* **Предоставленный отрывок**:
■ ■ ■ ■

Арина Родионовна - Михаил Филин 22 стр.


А "тень ветвей" над могильным холмом - может статься, превратившаяся в поэтическую фигуру деталь подлинного кладбищенского пейзажа.

Заманчиво сопоставить стих о "бедной няне" со строками из XXXVII строфы второй песни "Евгения Онегина":

Своим пенатам возвращенный,
Владимир Ленский посетил
Соседа памятник смиренный,
И вздох он пеплу посвятил;
И долго сердцу грустно было.
"Poor Yorick!" молвил он уныло…

(VI, 48; выделено Пушкиным).

К выделенной английской фразе поэт сделал следующее примечание: ""Бедный Иорик!" - восклицание Гамлета над черепом шута. (См. Шекспира и Стерна.)" (VI, 192).

Напомним, что в шекспировской "Трагедии о Гамлете принце Датском", а именно в сцене на кладбище (акт V, сцена 1), заглавный герой, держа в руках череп королевского шута, говорит другу: "Увы, бедный Йорик! Я знал его, Горацио <…>; он тысячу раз носил меня на спине; а теперь <…>! У меня к горлу подступает при одной мысли…" (перевод М. Л. Лозинского).

Был ли пушкинский мадригал "бедной няне" реминисценцией, намеренной или бессознательной, из шедевра европейской литературы - вот в чём вопрос.

Через столетие В. Ф. Ходасевич объявил три стиха из XLVI строфы восьмой главы "Евгения Онегина" "самым трогательным упоминаньем о няне". И тут никаких вопросов, как нам представляется, нет и быть не может.

В июне или июле 1830 года Александр Пушкин побывал в подмосковном Захарове.

Удивлённая Н. О. Пушкина писала дочери, О. С. Павлищевой, 22 июля: "Вообрази, он совершил этим летом сентиментальное путешествие в Захарово, совершенно один, единственно чтобы увидеть место, где он провёл несколько лет своего детства".

■ ■ ■ ■

* **Предоставленные данные**:
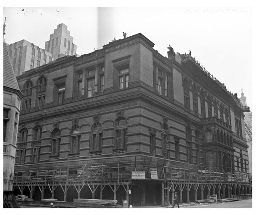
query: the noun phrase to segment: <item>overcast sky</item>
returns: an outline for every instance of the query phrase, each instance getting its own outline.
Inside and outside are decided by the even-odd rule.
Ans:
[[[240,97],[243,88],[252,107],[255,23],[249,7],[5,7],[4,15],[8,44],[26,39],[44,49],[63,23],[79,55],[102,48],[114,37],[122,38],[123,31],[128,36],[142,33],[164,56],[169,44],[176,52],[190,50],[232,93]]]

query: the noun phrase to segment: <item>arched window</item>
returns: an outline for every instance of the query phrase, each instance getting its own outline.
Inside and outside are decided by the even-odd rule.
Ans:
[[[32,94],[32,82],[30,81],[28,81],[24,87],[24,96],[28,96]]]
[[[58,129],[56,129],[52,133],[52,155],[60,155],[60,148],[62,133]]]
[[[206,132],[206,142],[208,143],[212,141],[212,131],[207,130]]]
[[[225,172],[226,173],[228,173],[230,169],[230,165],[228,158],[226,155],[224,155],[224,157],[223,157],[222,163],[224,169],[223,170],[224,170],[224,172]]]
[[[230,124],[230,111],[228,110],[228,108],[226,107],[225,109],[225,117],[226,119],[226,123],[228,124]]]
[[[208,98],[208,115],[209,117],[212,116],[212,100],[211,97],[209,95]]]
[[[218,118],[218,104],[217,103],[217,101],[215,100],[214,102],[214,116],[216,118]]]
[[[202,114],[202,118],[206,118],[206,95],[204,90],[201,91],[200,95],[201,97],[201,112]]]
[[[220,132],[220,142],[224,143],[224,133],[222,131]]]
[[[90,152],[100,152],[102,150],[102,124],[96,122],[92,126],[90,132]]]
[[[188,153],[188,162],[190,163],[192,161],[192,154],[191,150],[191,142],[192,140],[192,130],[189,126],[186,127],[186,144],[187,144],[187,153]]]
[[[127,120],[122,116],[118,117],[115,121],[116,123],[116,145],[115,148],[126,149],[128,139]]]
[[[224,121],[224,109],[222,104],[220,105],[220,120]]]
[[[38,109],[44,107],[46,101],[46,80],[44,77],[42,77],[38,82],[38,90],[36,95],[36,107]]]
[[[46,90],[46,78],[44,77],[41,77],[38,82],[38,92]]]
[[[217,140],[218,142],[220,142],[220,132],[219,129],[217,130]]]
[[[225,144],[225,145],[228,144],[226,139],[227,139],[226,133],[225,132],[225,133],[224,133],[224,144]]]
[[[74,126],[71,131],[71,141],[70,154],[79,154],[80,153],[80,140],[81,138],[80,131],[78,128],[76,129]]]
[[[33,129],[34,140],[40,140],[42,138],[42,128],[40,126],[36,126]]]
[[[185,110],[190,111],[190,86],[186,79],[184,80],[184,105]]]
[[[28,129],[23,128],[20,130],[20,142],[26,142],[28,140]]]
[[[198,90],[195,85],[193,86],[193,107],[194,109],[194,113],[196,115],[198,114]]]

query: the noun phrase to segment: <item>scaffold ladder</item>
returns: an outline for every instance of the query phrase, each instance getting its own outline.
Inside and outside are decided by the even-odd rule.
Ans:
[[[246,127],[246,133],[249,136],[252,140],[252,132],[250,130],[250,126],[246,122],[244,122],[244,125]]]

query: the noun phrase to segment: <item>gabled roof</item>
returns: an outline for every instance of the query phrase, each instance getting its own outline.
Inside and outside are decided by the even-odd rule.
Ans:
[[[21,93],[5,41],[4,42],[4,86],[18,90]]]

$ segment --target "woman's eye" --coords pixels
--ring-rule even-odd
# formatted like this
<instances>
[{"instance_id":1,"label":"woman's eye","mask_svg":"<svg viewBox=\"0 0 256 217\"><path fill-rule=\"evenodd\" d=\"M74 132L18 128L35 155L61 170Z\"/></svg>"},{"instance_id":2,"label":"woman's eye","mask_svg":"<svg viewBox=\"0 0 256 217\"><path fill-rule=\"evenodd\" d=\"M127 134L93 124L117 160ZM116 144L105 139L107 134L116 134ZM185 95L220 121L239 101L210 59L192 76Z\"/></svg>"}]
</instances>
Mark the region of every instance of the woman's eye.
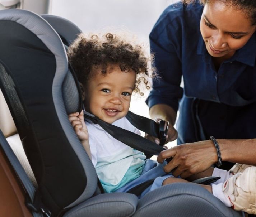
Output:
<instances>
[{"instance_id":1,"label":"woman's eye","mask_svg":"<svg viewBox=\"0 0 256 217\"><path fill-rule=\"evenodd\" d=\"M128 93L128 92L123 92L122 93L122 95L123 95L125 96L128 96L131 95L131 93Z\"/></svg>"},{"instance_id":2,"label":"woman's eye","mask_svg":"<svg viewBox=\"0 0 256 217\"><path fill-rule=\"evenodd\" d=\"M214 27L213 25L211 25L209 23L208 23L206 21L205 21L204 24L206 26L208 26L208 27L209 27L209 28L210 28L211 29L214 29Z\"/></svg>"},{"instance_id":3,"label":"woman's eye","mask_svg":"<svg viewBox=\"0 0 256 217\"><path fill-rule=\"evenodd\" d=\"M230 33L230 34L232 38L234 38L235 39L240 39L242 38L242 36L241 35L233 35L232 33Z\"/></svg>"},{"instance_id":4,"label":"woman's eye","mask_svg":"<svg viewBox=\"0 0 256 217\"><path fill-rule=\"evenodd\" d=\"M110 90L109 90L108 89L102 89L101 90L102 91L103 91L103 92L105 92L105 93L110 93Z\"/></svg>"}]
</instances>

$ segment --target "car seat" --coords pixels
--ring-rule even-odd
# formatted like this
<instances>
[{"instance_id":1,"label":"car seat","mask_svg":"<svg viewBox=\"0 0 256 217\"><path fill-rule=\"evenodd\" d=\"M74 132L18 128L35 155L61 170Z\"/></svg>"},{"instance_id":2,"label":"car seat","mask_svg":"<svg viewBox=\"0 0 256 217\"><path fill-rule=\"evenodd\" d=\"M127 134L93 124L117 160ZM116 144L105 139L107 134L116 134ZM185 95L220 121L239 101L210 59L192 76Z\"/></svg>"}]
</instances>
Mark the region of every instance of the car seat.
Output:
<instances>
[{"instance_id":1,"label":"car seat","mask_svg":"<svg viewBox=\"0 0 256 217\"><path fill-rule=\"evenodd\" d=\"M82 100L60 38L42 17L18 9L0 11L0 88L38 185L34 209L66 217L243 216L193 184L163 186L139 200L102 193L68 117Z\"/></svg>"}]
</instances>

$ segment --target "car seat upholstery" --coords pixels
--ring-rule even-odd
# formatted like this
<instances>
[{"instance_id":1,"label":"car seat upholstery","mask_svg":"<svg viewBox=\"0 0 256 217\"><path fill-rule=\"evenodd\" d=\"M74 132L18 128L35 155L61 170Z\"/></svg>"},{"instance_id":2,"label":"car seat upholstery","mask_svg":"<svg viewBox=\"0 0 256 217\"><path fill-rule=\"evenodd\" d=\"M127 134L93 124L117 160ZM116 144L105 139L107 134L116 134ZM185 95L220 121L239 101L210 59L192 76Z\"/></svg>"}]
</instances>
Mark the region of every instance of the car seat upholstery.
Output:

■ ■ ■ ■

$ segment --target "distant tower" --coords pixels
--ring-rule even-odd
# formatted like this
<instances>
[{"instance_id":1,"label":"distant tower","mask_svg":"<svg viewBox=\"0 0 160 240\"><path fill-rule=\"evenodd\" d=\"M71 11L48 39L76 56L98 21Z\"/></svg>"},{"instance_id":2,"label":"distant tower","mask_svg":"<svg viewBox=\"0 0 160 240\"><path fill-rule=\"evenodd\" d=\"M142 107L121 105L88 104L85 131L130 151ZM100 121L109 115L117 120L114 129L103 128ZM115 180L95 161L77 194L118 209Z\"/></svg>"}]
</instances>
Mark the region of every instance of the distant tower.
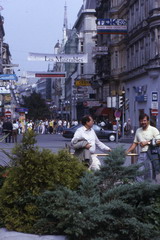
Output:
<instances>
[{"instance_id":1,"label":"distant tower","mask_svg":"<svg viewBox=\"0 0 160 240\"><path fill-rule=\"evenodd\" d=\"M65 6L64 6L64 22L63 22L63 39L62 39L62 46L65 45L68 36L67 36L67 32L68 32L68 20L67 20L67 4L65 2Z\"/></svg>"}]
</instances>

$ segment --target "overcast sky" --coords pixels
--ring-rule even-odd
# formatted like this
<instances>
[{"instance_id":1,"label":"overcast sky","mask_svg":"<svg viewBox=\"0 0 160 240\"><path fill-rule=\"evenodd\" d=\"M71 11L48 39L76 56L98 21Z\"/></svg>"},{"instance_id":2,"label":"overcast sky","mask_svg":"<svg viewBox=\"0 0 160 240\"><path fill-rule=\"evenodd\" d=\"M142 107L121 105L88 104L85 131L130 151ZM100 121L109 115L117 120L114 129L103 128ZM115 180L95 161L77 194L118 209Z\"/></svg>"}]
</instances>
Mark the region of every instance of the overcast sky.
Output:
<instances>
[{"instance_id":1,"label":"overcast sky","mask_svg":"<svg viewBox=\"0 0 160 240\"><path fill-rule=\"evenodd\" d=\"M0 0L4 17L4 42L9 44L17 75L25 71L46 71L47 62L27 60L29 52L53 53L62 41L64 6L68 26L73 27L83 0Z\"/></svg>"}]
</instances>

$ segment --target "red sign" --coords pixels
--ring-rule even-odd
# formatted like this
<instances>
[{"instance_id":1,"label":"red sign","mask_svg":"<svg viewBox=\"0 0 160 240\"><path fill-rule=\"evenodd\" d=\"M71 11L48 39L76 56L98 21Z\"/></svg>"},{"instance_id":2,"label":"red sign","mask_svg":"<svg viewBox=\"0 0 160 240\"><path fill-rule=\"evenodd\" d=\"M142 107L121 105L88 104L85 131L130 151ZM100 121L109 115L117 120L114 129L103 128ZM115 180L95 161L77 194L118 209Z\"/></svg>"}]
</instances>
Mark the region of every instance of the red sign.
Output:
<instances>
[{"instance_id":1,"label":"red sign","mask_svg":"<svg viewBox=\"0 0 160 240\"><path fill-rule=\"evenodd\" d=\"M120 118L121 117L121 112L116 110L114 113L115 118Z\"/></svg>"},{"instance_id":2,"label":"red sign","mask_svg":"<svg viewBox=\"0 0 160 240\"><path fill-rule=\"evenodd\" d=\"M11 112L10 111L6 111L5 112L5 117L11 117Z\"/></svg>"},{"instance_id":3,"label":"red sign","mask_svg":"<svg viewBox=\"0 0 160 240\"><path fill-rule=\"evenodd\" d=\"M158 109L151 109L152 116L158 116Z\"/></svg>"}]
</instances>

■ ■ ■ ■

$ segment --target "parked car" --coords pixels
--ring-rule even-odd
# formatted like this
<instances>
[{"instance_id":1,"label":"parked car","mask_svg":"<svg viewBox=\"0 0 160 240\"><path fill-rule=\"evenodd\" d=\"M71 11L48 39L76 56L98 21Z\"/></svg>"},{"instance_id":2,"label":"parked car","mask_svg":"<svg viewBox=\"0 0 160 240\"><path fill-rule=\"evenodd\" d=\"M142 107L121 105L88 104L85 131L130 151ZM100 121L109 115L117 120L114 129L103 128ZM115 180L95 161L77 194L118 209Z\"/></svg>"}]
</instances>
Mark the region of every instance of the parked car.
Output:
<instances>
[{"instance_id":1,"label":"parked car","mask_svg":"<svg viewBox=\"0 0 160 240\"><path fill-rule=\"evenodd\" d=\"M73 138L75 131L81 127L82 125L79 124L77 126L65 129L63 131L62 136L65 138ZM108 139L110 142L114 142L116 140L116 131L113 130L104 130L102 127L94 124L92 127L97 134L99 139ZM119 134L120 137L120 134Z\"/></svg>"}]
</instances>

■ ■ ■ ■

* **Цель задания**: Перепишите часть отрывка о няне Пушкина от слов "(VI, 48; выделено" до слов "М. Л. Лозинского)." включительно, заменив "шута" на "актёра". Записи представляют собой отдельный материал.

* **Ответ к заданию**:
(VI, 48; выделено Пушкиным).

К выделенной английской фразе поэт сделал следующее примечание: ""Бедный Иорик!" - восклицание Гамлета над черепом актёра. (См. Шекспира и Стерна.)" (VI, 192).

Напомним, что в шекспировской "Трагедии о Гамлете принце Датском", а именно в сцене на кладбище (акт V, сцена 1), заглавный герой, держа в руках череп королевского актёра, говорит другу: "Увы, бедный Йорик! Я знал его, Горацио <…>; он тысячу раз носил меня на спине; а теперь <…>! У меня к горлу подступает при одной мысли…" (перевод М. Л. Лозинского).